Photo: Rice University

Okjökull (Ok glacier) was a glacier in western Iceland on top of the volcanic mountain Ok.[1]

Ok is located northeast of Reykjavík. The glacier was declared dead in 2014 by glaciologist Oddur Sigurðsson. In 2018, anthropologists Cymene Howe and Dominic Boyer of Rice University filmed a documentary about its loss, Not Ok, and proposed a commemorative plaque.[1][2][3] The plaque was installed on August 18, 2019,[4] with an inscription written by Andri Snær Magnason, titled "A letter to the future", in Icelandic and English. The English version is:[2][5]

A letter to the future

Ok is the first Icelandic glacier to lose its status as a glacier.
In the next 200 years all our glaciers are expected to follow the same path.
This monument is to acknowledge that we know
what is happening and what needs to be done.
Only you know if we did it.

● **TASK INSTRUCTIONS**:
A. Answer these from the Ok glacier text:
(i) Who declared the glacier dead, and in what year?
(ii) What was the documentary about the glacier's loss called?
(iii) On what date was the plaque installed?
B. From the Ok glacier text, extract the passage that starts at the words "Okjökull (Ok glacier)" and stops after the words "to be done.".
C. Write what comes next in the Ok glacier text, picking up after its last sentence.
The material placed after this point has no connection to the Ok glacier text.

● **GIVEN INFORMATION**:

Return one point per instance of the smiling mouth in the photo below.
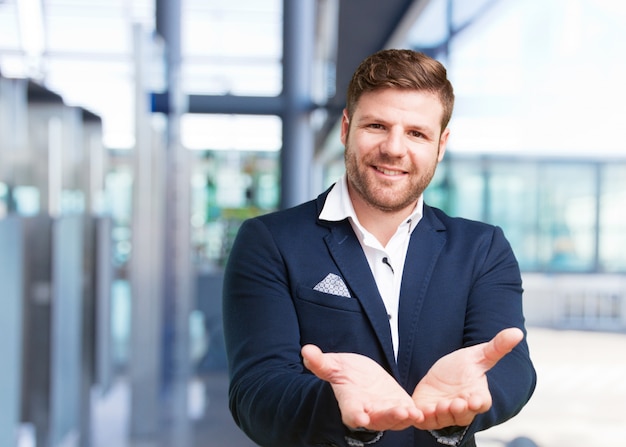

● **SOLVED TASKS**:
A.
(i) Glaciologist Oddur Sigurðsson, in 2014.
(ii) Not Ok.
(iii) August 18, 2019.

B.
Okjökull (Ok glacier) was a glacier in western Iceland on top of the volcanic mountain Ok.[1]

Ok is located northeast of Reykjavík. The glacier was declared dead in 2014 by glaciologist Oddur Sigurðsson. In 2018, anthropologists Cymene Howe and Dominic Boyer of Rice University filmed a documentary about its loss, Not Ok, and proposed a commemorative plaque.[1][2][3] The plaque was installed on August 18, 2019,[4] with an inscription written by Andri Snær Magnason, titled "A letter to the future", in Icelandic and English. The English version is:[2][5]

A letter to the future

Ok is the first Icelandic glacier to lose its status as a glacier.
In the next 200 years all our glaciers are expected to follow the same path.
This monument is to acknowledge that we know
what is happening and what needs to be done.

C.
At the end is the global atmospheric carbon dioxide reading for that month: 415 ppm. The ceremony was attended by Katrín Jakobsdóttir, the Prime Minister of Iceland; Guðmundur Ingi Guðbrandsson, the Environment Minister; and Mary Robinson, the former President of Ireland.[2] The placement of the plaque is intended to raise awareness of the decline of Iceland's glaciers due to global warming.[2][6] Prior to the ceremony, NASA Earth Observatory tweeted images of Okjökull in 1986 and 2019.[3]

References[edit]

  1. ^ a b Hu, Jane C. (July 4, 2019). "How Can You Tell When a Glacier Is Dead?". Slate Magazine. Retrieved July 24, 2019.
  2. ^ a b c d Luckhurst, Toby (August 18, 2019). "Iceland's Okjokull glacier commemorated with plaque". BBC News.
  3. ^ a b Hallgerður Kolbrún E. Jónsdóttir (August 13, 2019). "Nasa birtir myndir af hverfandi ísbreiðu Oks". Vísir (in Icelandic).
  4. ^ Arnar Þór Ingólfsson (August 18, 2019). "Okkjökull kvaddur með viðhöfn". Morgunblaðið (in Icelandic).
  5. ^ Osborne, Hannah (July 23, 2019). "Iceland Is About to Hold a Memorial for Its First Glacier Lost to Climate Change". Newsweek. Retrieved July 24, 2019.
  6. ^ Rice, Doyle (July 23, 2019). "'Killed' by climate change: Iceland to erect memorial to lost glacier". USA Today. Retrieved July 23, 2019.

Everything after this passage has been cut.